Would American politics have been degraded and polluted by LBJ revealing "intelligence" about Nixon's collusion for "partisan" purposes? Maybe. So, let us be thankful that our politics has remained on a higher, principled plane; let us be grateful that public servants like CIA officers, generals, prosecutors, and such keep important secrets safe from the public because "rules". Or not.
In 1968, Nixon had not (yet) ordered the killing of masses of people, but LBJ had. That's what Americans should have been outraged about, instead of the collusion thing. Of course, Americans were simple-minded enough to re-elect Nixon by a landslide in 1972, and chances are they'd have done it even if Nixon's collusion had already been widely publicized. It was old news by then, after all.
Musing on what might have been, had Americans been outraged about different things at various points in the past, is of course mere intellectual wankery. History can't be changed. The future is a bit more malleable, but only a bit.

◆ TASK 1 ◆
Gather every line of the records that contains the string "front", treating uppercase and lowercase as different.
The text has no connection to the records that come after it.

(Location identification entries)
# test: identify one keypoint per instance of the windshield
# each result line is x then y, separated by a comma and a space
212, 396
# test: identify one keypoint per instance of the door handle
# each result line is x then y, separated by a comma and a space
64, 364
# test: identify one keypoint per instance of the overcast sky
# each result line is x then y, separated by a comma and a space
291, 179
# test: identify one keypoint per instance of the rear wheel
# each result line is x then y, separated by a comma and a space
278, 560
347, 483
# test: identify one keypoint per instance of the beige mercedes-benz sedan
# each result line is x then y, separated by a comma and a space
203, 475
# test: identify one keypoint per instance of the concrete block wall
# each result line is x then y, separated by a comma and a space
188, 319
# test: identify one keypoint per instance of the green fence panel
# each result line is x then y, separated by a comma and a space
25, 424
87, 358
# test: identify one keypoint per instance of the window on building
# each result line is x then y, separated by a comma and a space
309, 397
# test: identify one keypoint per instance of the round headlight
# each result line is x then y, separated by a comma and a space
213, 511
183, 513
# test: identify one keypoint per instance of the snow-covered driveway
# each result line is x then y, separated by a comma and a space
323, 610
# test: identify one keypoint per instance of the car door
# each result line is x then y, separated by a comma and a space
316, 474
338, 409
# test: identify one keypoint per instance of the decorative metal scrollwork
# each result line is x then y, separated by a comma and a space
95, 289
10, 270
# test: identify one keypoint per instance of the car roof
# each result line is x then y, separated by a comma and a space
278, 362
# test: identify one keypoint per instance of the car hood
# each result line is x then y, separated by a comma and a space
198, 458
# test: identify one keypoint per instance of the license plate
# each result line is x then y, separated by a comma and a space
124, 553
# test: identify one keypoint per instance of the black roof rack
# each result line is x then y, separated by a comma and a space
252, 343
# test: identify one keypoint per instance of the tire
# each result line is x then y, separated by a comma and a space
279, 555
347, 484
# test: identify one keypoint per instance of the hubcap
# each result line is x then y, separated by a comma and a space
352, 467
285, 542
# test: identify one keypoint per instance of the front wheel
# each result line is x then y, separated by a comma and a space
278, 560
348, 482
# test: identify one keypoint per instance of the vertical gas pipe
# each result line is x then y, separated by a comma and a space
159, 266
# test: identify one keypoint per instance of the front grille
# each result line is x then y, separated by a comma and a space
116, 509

◆ TASK 2 ◆
Rewrite the passage on Nixon and LBJ, starting with "Musing on what" and going on through "only a bit.", and swap "malleable" for "flexible".

◆ CORRECT ANSWER 1 ◆
# test: identify one keypoint per instance of the front wheel
# test: identify one keypoint per instance of the front grille

◆ CORRECT ANSWER 2 ◆
Musing on what might have been, had Americans been outraged about different things at various points in the past, is of course mere intellectual wankery. History can't be changed. The future is a bit more flexible, but only a bit.